#### Exercise set
(A) According to the passage on how cancer affects you, who can cancer affect?
(B) Carry on the passage on how cancer affects you, picking up after its final sentence.

#### Passage provided

+ + +

How cancer affects you

We don’t shy away from the fact that being diagnosed with cancer is probably the biggest thing that’s ever happened to you. Right now you may feel angry, sad or worried about treatment. Perhaps you’re anxious about how your illness will affect your family and friends too.

Cancer myths

You may have heard a lot about cancer in the past, from friends and family, or on the internet and TV. Remember that not everything you hear will be true! Here are some of the facts:

Cancer is not just an old person’s disease

There isn’t just one type of cancer, there are lots of them – and they can affect children, young people and adults alike.

It isn’t your fault

There are lots of theories about what causes cancer in young people, but there isn’t one definite answer. However, you can be sure that nothing you did (or didn’t do) caused your illness.

You can't 'catch' cancer 

You can spend as much time with your loved ones as you want. Touching and hugging is fine too – you can’t pass on cancer.

+ + +

[Data entries]
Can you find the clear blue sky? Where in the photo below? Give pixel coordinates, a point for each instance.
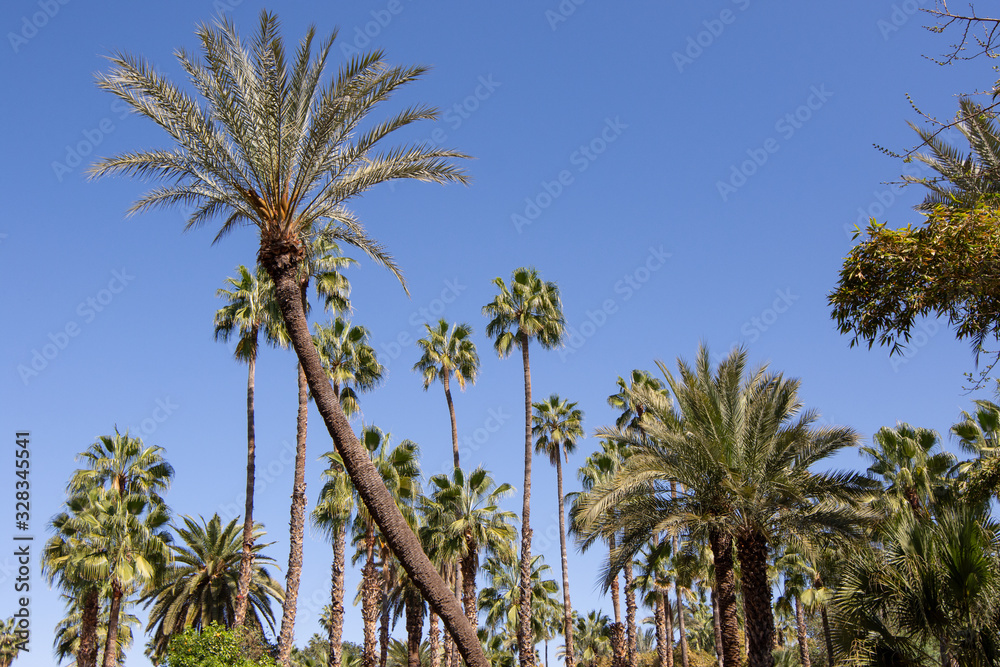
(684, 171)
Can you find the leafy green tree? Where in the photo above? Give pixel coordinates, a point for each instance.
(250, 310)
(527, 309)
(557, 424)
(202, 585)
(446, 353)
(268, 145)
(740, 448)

+ + +

#### Answers by task
(A) Children, young people and adults alike.

(B)
Cancer doesn’t have to change everything

Cancer and treatment can change how you look and feel about yourself, but you’re still you. Depending on what your doctor says, you may be able to keep going to school and seeing friends. Even if you’re in hospital, staying in touch with your friends and doing activities you enjoyed before can help you through this time.

Most young people with cancer do get better

In general, cancers that younger people work differently to cancers that affect older people. Getting better will depend on the type of cancer you have, how severe it is, the treatment you need and your response to this treatment. If you have questions, it is best to speak to your doctor.

Updated February 2017, next review due February 2018.